Assignment ▸ Once you reach the line holding "[locate] bald man's", write out that line and every later one exactly, ending with the last line of the data; write nothing else.

** The data follows **

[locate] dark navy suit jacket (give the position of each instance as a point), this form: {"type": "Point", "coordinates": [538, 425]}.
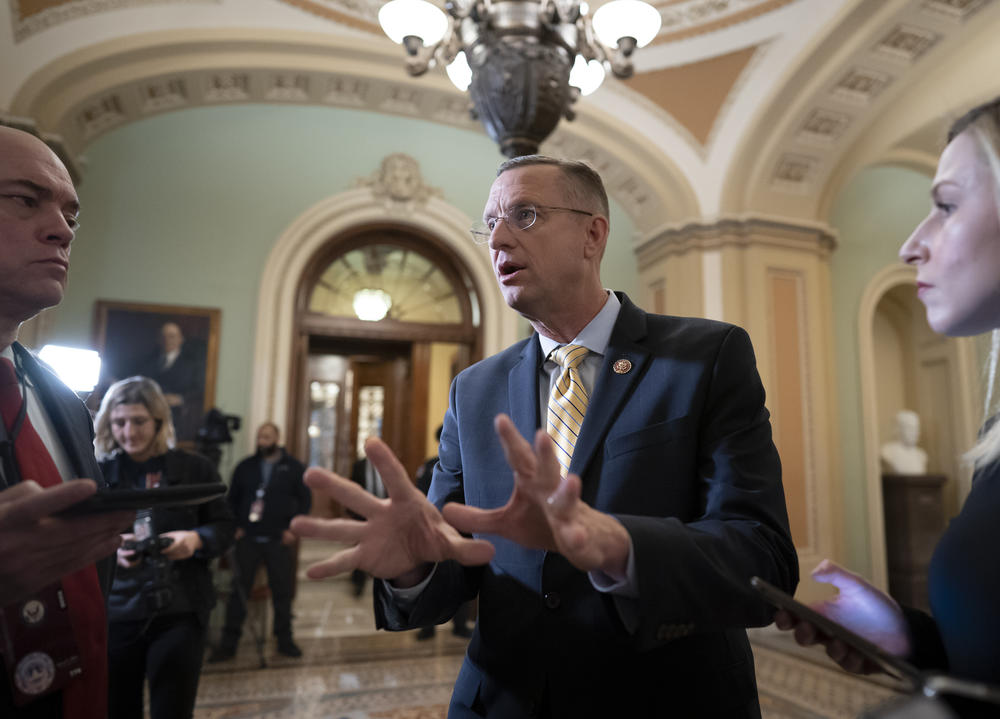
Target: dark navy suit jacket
{"type": "Point", "coordinates": [679, 449]}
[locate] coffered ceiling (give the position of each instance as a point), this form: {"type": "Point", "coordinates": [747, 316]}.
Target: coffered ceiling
{"type": "Point", "coordinates": [763, 106]}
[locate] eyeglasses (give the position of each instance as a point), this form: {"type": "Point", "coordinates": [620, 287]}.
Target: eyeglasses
{"type": "Point", "coordinates": [519, 217]}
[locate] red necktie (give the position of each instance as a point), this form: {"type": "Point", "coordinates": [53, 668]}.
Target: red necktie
{"type": "Point", "coordinates": [85, 696]}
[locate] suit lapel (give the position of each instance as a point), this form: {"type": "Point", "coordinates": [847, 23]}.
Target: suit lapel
{"type": "Point", "coordinates": [54, 395]}
{"type": "Point", "coordinates": [522, 390]}
{"type": "Point", "coordinates": [612, 389]}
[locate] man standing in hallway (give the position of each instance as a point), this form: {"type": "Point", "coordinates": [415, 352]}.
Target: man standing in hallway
{"type": "Point", "coordinates": [617, 474]}
{"type": "Point", "coordinates": [266, 492]}
{"type": "Point", "coordinates": [52, 593]}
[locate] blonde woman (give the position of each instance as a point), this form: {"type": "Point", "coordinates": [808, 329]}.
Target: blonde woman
{"type": "Point", "coordinates": [956, 252]}
{"type": "Point", "coordinates": [162, 593]}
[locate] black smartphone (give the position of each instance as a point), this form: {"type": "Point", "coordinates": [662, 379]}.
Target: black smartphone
{"type": "Point", "coordinates": [890, 664]}
{"type": "Point", "coordinates": [114, 500]}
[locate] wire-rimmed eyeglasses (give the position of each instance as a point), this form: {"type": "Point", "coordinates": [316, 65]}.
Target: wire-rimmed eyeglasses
{"type": "Point", "coordinates": [518, 217]}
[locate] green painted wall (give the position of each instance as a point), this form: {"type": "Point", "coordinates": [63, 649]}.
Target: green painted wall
{"type": "Point", "coordinates": [873, 215]}
{"type": "Point", "coordinates": [183, 208]}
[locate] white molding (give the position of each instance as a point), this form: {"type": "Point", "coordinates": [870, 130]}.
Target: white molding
{"type": "Point", "coordinates": [274, 346]}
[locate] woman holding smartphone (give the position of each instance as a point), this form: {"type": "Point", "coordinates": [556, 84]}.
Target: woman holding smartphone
{"type": "Point", "coordinates": [162, 594]}
{"type": "Point", "coordinates": [956, 253]}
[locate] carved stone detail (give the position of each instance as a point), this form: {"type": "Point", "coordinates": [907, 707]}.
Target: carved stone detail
{"type": "Point", "coordinates": [26, 26]}
{"type": "Point", "coordinates": [795, 172]}
{"type": "Point", "coordinates": [907, 43]}
{"type": "Point", "coordinates": [398, 181]}
{"type": "Point", "coordinates": [228, 87]}
{"type": "Point", "coordinates": [824, 126]}
{"type": "Point", "coordinates": [861, 85]}
{"type": "Point", "coordinates": [519, 89]}
{"type": "Point", "coordinates": [102, 115]}
{"type": "Point", "coordinates": [163, 95]}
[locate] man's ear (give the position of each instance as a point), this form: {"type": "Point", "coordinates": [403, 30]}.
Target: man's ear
{"type": "Point", "coordinates": [597, 237]}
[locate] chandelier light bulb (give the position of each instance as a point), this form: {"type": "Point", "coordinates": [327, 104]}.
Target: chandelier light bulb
{"type": "Point", "coordinates": [371, 305]}
{"type": "Point", "coordinates": [626, 18]}
{"type": "Point", "coordinates": [587, 76]}
{"type": "Point", "coordinates": [460, 73]}
{"type": "Point", "coordinates": [400, 18]}
{"type": "Point", "coordinates": [79, 368]}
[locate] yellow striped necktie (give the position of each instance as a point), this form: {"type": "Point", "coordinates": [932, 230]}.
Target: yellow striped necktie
{"type": "Point", "coordinates": [567, 402]}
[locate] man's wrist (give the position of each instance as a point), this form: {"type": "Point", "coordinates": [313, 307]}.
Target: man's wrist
{"type": "Point", "coordinates": [412, 578]}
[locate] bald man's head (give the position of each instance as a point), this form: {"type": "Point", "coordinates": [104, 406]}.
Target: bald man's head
{"type": "Point", "coordinates": [38, 210]}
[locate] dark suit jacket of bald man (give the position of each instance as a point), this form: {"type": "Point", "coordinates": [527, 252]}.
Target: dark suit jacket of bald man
{"type": "Point", "coordinates": [679, 449]}
{"type": "Point", "coordinates": [74, 428]}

** End of The data **

Answer area ▸
[locate] bald man's head (give the position of each instance as a point), this form: {"type": "Point", "coordinates": [104, 406]}.
Target: bald man's head
{"type": "Point", "coordinates": [38, 210]}
[locate] dark suit jacket of bald man (give the position of each instance as a point), this form: {"type": "Point", "coordinates": [527, 252]}.
Target: dark suit jacket of bald man
{"type": "Point", "coordinates": [679, 449]}
{"type": "Point", "coordinates": [74, 428]}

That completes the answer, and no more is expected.